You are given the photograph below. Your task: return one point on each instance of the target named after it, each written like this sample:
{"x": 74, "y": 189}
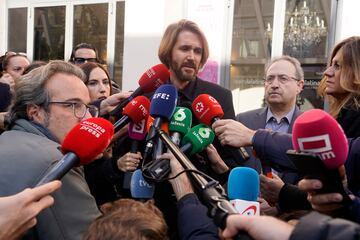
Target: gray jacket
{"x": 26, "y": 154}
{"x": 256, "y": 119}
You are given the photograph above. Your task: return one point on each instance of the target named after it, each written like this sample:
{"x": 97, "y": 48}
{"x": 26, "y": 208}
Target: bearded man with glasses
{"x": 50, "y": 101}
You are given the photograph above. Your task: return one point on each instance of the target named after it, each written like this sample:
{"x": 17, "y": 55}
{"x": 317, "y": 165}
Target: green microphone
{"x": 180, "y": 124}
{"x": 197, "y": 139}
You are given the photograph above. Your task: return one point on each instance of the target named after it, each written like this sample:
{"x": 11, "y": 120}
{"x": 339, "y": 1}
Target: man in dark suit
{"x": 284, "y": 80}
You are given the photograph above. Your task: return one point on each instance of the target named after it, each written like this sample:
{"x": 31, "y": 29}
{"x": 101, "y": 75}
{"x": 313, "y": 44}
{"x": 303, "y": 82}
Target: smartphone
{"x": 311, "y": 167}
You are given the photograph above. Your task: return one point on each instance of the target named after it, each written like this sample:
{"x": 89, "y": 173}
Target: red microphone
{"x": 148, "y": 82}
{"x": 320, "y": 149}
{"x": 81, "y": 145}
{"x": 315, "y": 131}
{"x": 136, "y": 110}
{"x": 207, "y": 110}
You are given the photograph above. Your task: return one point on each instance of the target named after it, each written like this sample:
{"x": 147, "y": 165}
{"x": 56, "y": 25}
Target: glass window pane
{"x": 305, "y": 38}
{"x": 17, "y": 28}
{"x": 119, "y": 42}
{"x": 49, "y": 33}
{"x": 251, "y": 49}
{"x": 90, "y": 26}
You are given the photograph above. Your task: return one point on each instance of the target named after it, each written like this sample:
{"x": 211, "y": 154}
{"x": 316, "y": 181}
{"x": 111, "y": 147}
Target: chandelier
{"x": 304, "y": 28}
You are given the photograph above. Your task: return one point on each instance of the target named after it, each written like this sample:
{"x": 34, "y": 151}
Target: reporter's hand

☆ ☆ ☆ ☆ ☆

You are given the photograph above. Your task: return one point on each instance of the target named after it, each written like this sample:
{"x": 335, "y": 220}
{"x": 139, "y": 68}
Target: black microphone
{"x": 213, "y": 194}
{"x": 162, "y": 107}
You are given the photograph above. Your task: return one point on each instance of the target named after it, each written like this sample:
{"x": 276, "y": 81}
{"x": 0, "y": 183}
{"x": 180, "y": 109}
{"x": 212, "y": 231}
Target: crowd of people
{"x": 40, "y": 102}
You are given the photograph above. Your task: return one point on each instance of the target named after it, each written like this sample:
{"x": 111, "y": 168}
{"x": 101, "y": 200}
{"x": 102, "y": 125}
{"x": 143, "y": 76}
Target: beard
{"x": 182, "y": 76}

☆ ☆ ☆ ☆ ☆

Task goal —
Pick out and copy every line in the records above that contains the word "microphone". Case counts.

Exercise solution —
Target: green microphone
Target: red microphone
Target: black microphone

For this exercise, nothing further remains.